Work task. What are the lines from the top of the entries below through the line containing "point(212, 75)"? Return them exactly, both ends included, without the pictures.

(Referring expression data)

···

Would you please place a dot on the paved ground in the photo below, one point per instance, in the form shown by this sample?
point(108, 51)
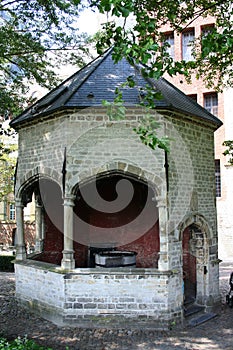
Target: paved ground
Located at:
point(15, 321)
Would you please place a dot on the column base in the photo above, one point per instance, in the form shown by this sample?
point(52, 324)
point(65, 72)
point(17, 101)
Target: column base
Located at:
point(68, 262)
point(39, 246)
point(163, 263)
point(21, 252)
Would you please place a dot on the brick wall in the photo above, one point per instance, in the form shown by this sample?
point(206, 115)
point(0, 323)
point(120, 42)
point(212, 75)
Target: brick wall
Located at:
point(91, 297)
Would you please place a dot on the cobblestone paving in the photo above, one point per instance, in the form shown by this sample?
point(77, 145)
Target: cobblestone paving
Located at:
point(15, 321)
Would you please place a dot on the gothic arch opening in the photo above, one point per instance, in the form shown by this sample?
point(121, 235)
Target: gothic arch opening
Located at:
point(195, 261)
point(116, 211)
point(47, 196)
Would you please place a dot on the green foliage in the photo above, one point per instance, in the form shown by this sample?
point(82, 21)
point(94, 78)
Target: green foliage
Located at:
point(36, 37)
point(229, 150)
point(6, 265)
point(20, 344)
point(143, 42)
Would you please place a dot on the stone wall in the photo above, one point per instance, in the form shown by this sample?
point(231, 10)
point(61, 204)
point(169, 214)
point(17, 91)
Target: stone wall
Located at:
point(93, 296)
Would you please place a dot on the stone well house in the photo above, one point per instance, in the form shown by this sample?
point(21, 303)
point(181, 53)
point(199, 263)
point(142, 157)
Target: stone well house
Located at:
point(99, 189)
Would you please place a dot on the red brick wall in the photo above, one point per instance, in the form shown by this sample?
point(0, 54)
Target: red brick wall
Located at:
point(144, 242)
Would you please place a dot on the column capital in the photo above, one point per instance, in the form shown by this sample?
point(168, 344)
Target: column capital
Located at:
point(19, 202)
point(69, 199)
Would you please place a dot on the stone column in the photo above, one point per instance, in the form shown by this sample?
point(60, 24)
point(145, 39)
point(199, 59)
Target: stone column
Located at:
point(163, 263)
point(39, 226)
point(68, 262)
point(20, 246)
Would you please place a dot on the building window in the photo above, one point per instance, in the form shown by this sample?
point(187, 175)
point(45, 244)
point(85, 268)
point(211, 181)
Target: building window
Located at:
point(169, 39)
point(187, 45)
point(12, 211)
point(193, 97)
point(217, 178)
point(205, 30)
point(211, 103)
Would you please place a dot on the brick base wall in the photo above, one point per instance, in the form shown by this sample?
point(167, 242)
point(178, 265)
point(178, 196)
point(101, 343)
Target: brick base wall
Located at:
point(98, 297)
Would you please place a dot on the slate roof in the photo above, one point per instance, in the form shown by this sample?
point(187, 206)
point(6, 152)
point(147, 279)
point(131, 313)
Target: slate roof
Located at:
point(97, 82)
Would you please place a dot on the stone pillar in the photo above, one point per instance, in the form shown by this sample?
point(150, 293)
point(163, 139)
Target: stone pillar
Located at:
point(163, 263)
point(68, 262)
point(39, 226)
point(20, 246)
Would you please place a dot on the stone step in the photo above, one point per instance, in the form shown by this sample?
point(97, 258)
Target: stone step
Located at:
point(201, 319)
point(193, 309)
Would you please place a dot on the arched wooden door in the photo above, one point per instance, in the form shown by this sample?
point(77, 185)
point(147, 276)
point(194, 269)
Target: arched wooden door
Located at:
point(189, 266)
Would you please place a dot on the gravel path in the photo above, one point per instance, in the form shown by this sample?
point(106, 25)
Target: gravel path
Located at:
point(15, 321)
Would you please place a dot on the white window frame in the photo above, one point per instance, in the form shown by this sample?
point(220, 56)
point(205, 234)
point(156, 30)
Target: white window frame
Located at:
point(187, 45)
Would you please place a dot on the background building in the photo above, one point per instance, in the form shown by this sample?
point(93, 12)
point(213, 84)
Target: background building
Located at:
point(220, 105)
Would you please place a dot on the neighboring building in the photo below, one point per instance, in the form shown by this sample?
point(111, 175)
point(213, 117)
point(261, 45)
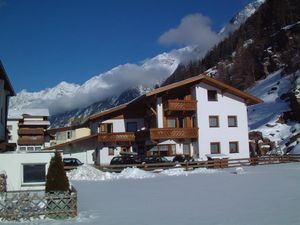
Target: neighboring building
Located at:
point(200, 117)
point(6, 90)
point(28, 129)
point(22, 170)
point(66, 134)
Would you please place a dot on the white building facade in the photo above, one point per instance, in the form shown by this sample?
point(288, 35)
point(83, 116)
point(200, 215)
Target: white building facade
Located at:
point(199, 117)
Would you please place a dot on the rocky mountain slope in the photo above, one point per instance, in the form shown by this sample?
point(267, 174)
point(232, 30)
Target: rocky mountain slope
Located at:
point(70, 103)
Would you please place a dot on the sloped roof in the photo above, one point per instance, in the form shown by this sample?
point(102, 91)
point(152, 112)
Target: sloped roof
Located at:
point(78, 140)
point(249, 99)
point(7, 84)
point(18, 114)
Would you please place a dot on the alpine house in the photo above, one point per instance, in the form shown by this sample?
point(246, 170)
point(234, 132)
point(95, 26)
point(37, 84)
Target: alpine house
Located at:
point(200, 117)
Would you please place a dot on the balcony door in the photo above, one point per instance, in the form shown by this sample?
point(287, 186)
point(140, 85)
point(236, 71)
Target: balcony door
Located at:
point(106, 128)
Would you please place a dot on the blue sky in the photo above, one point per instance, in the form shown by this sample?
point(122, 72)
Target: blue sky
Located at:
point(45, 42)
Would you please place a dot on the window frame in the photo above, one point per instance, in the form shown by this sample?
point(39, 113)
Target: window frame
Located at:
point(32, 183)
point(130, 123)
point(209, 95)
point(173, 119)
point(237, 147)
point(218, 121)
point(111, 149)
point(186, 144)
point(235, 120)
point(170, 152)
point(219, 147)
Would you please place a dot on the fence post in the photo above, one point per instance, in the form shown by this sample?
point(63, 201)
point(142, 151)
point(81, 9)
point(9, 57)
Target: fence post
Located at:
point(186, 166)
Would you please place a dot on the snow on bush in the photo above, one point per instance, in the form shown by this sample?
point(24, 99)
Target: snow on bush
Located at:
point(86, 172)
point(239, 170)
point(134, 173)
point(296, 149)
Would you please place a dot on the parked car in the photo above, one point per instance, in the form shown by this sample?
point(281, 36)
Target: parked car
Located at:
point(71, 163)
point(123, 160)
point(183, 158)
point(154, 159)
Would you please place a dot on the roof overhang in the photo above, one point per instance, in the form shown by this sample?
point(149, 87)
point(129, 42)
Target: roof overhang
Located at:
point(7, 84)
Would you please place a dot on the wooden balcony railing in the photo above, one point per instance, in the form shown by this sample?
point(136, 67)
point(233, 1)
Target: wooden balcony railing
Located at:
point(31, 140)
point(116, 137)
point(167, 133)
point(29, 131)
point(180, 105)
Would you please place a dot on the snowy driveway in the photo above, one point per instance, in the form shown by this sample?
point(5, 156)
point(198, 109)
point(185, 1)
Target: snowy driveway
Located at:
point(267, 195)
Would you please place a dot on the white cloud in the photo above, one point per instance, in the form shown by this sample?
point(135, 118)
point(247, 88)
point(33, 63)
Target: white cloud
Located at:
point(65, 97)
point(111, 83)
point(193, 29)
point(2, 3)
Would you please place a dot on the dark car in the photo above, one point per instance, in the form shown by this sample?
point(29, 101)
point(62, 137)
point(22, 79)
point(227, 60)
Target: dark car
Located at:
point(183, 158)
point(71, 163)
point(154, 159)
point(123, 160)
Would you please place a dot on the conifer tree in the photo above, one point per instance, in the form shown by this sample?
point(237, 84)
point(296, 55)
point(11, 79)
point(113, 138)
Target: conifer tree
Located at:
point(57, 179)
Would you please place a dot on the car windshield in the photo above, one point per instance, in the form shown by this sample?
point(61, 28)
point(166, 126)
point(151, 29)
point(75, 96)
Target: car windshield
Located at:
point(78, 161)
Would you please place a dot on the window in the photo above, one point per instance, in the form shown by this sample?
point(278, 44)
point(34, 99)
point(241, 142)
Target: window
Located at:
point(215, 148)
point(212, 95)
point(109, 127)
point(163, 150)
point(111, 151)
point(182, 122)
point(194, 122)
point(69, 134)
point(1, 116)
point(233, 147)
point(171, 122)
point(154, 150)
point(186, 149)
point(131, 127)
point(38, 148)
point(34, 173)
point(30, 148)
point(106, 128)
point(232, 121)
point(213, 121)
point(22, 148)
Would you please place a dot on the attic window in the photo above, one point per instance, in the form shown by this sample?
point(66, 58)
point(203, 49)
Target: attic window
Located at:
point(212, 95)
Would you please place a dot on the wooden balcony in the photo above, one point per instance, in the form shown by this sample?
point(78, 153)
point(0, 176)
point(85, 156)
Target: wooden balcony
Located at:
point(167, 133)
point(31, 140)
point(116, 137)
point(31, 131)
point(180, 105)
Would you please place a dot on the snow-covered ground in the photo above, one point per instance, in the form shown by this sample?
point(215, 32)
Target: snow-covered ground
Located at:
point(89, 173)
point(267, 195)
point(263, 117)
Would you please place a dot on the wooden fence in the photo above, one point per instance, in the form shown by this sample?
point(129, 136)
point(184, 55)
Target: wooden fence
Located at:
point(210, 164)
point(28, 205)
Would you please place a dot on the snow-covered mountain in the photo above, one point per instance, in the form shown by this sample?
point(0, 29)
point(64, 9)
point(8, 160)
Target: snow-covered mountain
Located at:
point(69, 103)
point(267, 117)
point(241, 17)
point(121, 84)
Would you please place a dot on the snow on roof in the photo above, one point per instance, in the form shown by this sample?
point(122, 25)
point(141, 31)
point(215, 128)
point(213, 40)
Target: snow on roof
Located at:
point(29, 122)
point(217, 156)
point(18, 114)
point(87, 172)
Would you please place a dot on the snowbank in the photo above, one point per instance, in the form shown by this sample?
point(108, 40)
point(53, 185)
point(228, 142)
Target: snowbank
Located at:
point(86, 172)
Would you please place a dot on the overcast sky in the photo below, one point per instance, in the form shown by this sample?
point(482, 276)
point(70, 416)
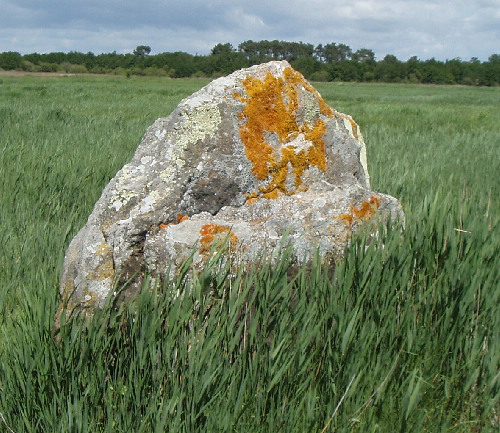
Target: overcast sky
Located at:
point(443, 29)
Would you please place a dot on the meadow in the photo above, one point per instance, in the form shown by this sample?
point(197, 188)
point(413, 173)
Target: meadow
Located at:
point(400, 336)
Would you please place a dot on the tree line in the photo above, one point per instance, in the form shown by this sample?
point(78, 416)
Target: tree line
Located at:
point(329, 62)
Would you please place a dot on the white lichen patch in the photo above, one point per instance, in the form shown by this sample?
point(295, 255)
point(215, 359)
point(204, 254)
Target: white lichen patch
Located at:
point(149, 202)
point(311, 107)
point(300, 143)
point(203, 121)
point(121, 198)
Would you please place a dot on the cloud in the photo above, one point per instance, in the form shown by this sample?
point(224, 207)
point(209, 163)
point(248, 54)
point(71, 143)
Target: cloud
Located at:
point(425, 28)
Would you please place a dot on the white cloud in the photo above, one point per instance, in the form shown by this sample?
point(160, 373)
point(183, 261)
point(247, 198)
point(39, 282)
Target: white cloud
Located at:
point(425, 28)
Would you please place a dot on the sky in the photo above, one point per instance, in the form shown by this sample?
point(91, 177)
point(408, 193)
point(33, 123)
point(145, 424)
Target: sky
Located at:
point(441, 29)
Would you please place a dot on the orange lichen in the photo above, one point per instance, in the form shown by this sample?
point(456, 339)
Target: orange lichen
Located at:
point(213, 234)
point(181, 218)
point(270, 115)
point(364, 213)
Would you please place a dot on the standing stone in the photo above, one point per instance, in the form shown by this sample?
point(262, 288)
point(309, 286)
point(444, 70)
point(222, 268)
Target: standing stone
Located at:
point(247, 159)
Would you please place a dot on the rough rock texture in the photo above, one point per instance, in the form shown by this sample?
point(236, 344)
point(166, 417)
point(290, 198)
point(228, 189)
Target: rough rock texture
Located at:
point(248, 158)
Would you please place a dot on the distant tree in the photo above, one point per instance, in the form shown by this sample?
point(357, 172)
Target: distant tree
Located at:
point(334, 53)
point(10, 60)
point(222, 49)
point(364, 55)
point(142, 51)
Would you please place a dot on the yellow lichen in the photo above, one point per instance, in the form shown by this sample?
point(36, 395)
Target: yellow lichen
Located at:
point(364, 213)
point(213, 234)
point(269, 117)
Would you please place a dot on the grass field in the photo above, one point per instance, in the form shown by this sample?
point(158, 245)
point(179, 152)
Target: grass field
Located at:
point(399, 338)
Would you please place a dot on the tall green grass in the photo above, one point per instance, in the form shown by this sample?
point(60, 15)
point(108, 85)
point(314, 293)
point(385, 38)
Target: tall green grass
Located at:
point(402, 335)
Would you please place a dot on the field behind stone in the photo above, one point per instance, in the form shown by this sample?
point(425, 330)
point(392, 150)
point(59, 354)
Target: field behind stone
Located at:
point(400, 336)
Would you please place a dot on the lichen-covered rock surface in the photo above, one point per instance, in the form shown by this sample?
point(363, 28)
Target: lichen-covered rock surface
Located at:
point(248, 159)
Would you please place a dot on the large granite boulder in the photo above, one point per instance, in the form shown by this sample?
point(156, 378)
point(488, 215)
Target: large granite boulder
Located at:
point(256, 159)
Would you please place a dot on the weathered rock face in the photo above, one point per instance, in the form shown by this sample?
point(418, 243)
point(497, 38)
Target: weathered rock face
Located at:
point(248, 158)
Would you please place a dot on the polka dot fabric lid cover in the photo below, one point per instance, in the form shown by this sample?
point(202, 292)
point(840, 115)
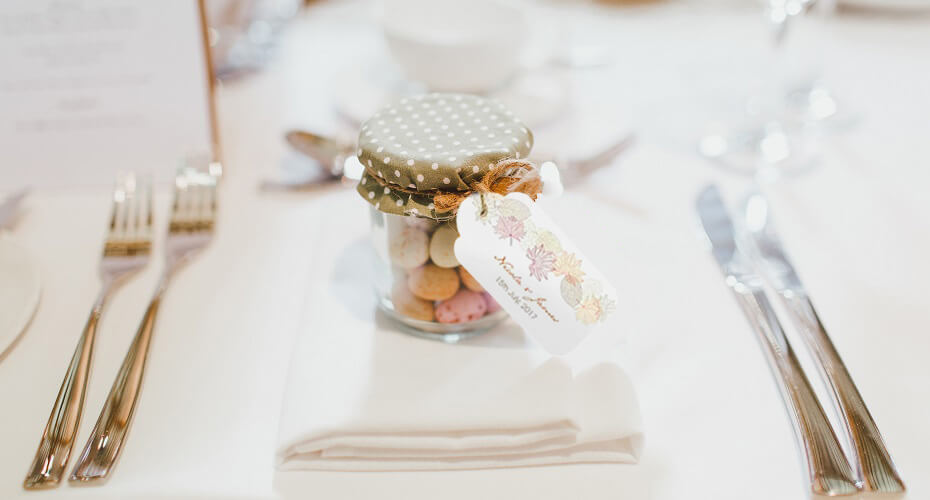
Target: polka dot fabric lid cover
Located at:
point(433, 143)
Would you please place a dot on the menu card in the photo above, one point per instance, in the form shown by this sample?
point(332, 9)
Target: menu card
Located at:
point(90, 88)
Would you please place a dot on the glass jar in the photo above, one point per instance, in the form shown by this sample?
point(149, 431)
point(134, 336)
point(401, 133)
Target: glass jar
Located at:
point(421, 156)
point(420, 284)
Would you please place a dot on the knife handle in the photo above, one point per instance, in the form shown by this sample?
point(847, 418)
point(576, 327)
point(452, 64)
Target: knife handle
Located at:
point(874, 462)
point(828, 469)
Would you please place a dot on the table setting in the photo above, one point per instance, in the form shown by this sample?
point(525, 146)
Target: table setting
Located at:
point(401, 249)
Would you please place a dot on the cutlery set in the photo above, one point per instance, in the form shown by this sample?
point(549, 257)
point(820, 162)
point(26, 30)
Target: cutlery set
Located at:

···

Solution below.
Would you please place a dot on the paved ground in the photo below, one point per instance, in the form shown by this sample?
point(108, 51)
Target: paved ground
Located at:
point(15, 321)
Would you please place a dot on the column base in the photo above, one point per instance, in the form shown by this sample?
point(52, 324)
point(65, 72)
point(17, 101)
Target: column base
Located at:
point(68, 262)
point(39, 246)
point(163, 263)
point(21, 252)
Would you please place a dot on the brick wall in the photo above, one point per instance, in the form shown by this sample?
point(206, 115)
point(0, 323)
point(120, 42)
point(212, 75)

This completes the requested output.